[Description of the task] Find the line containing "Would you mind picking out the fence". Reproduce it and every line after it up to the end of the records, exactly as written.

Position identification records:

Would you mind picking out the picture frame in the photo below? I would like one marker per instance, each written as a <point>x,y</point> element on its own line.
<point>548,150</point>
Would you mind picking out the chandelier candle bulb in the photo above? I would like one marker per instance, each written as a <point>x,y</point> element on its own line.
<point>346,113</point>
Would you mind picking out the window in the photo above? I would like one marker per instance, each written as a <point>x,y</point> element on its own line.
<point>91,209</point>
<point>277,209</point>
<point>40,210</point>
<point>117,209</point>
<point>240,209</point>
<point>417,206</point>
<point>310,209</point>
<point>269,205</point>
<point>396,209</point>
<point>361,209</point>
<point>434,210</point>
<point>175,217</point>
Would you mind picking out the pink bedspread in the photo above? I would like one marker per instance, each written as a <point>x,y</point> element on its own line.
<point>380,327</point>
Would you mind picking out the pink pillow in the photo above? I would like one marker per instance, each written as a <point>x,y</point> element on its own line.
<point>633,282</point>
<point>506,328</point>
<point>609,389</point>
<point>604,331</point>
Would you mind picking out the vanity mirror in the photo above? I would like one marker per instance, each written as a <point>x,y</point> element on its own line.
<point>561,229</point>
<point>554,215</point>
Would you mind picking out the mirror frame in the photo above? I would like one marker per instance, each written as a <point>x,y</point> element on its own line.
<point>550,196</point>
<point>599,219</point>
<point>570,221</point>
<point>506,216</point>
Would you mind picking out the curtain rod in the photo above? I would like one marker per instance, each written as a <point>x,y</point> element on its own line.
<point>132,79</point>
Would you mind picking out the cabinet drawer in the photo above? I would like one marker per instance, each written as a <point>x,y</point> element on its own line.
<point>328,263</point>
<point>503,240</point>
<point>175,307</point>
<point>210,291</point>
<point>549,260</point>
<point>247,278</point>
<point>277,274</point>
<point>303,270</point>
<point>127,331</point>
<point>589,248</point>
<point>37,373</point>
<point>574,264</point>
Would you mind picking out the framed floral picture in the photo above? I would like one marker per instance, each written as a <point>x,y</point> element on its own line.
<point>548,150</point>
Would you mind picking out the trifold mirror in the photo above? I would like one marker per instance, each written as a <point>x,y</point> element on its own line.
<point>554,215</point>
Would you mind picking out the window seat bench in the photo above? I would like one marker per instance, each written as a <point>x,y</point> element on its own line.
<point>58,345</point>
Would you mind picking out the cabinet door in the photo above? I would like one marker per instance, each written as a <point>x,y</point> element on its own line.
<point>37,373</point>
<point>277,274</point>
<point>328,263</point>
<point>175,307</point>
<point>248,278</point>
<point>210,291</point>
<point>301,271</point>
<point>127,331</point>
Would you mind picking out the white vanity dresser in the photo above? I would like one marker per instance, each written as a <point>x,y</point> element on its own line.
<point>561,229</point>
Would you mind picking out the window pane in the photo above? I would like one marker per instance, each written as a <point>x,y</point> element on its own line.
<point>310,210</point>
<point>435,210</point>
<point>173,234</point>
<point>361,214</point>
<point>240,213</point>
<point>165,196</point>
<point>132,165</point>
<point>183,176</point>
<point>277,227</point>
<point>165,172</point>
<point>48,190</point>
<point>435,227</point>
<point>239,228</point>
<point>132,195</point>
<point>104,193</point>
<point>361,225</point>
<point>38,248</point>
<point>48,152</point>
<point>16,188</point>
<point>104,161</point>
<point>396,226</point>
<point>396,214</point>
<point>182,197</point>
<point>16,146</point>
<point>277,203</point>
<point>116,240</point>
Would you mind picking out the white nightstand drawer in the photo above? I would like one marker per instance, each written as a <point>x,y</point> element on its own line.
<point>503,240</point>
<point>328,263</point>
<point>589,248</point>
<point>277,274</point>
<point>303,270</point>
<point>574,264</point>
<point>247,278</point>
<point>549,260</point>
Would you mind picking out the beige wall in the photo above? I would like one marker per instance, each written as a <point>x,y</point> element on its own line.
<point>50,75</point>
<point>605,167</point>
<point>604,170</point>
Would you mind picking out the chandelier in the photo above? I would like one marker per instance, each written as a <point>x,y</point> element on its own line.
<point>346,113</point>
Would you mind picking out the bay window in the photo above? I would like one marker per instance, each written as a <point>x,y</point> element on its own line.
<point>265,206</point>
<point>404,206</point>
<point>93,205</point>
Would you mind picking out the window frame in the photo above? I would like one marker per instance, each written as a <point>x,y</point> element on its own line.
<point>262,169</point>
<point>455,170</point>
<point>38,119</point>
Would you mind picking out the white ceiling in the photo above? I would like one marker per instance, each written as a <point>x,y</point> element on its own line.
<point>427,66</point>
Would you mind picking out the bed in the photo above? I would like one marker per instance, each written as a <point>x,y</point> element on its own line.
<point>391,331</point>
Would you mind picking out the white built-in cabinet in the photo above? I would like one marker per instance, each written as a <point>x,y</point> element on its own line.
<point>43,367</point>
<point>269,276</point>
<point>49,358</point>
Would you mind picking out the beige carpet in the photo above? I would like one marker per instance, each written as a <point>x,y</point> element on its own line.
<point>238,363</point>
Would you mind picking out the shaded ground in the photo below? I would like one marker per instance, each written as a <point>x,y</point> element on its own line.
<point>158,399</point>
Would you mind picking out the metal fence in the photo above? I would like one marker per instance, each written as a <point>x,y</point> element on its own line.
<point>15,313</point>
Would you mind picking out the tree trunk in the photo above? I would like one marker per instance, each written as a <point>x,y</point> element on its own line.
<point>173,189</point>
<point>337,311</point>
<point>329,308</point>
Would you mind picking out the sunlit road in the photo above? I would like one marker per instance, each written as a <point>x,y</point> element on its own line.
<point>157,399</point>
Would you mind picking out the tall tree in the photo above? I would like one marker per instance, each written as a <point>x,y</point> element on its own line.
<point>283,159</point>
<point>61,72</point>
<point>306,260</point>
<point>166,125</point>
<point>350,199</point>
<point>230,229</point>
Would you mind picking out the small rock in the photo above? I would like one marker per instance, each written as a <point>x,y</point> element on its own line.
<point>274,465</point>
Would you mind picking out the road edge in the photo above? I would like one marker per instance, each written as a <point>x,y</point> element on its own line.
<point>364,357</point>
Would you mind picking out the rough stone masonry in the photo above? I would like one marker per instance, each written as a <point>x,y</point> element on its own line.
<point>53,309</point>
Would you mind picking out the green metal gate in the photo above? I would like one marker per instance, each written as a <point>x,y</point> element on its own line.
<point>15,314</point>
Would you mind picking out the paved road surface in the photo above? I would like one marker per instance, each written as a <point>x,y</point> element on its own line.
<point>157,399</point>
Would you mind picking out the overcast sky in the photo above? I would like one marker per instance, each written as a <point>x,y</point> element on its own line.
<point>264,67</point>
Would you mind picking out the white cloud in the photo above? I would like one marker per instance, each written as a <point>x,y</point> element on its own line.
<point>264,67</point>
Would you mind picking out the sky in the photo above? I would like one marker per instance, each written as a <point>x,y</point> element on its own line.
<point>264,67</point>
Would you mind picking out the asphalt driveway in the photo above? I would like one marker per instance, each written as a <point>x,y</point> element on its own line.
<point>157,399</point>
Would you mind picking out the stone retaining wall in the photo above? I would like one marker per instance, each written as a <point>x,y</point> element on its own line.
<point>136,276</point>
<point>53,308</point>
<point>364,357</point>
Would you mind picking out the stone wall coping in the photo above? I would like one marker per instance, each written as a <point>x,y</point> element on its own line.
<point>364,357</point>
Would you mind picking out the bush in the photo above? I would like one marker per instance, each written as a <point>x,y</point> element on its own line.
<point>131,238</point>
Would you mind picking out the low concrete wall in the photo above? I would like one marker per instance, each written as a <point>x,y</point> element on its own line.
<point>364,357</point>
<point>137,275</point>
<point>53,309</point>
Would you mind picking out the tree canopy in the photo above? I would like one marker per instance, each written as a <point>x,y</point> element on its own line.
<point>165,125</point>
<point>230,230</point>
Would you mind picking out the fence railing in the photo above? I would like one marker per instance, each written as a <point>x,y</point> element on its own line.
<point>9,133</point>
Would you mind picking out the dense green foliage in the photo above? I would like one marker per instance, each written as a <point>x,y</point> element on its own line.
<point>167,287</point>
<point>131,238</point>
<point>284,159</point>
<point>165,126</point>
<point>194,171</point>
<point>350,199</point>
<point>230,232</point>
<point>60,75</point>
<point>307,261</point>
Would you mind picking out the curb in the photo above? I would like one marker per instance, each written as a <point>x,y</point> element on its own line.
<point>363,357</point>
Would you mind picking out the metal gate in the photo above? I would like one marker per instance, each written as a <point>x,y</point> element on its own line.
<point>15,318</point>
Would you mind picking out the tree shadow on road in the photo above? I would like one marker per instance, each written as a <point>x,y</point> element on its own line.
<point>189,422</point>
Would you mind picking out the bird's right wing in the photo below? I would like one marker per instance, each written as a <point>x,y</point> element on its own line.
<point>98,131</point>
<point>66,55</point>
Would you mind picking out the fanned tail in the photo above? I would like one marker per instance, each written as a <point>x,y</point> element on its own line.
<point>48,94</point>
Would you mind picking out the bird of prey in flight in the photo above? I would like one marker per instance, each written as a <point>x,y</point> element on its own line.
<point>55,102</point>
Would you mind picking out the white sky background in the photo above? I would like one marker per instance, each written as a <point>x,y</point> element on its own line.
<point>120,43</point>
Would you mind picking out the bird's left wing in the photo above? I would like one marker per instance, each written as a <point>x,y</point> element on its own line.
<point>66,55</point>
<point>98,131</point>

[Answer to this exercise]
Would you mind picking out the fence railing in the photo above? I would like one marker per instance, each written as a <point>x,y</point> element on its own line.
<point>9,133</point>
Would you mind picking out the dense green foliage in the photo above? I would like one marker per instance, each written as a <point>x,y</point> element on its own line.
<point>167,287</point>
<point>131,238</point>
<point>284,159</point>
<point>165,126</point>
<point>194,171</point>
<point>350,199</point>
<point>230,232</point>
<point>60,75</point>
<point>307,261</point>
Would you mind picking out the curb in the photo above? I would like one marker per instance, each written as a <point>x,y</point> element on its own line.
<point>363,357</point>
Would you mind picking out the metal gate in the photo above? I would like one marker per instance, each written as a <point>x,y</point> element on its own line.
<point>15,318</point>
Would you mind picking out the tree shadow on road in the photo above? I would like one marker per instance, each written as a <point>x,y</point> element on its own line.
<point>189,422</point>
Would you mind picking out the bird's right wing in the photo below? I would like one marker per instance, each written as a <point>x,y</point> element on its own line.
<point>98,131</point>
<point>66,55</point>
Would you mind picking out the fanned tail in the photo above? I would like one marker per instance, each written as a <point>x,y</point> element on its own line.
<point>48,94</point>
Would you mind picking out the bird of prey in flight in the photo above? I would like one marker per instance, each written as a <point>x,y</point> element on its own line.
<point>55,102</point>
Would you mind picking out the white sky background in the photo above? I would like one marker per instance, each written as a <point>x,y</point> element on its own line.
<point>120,43</point>
Would you mind picking out the bird's left wing in the photo above? I would like one marker per instance, each written as a <point>x,y</point> element on its own line.
<point>66,55</point>
<point>98,131</point>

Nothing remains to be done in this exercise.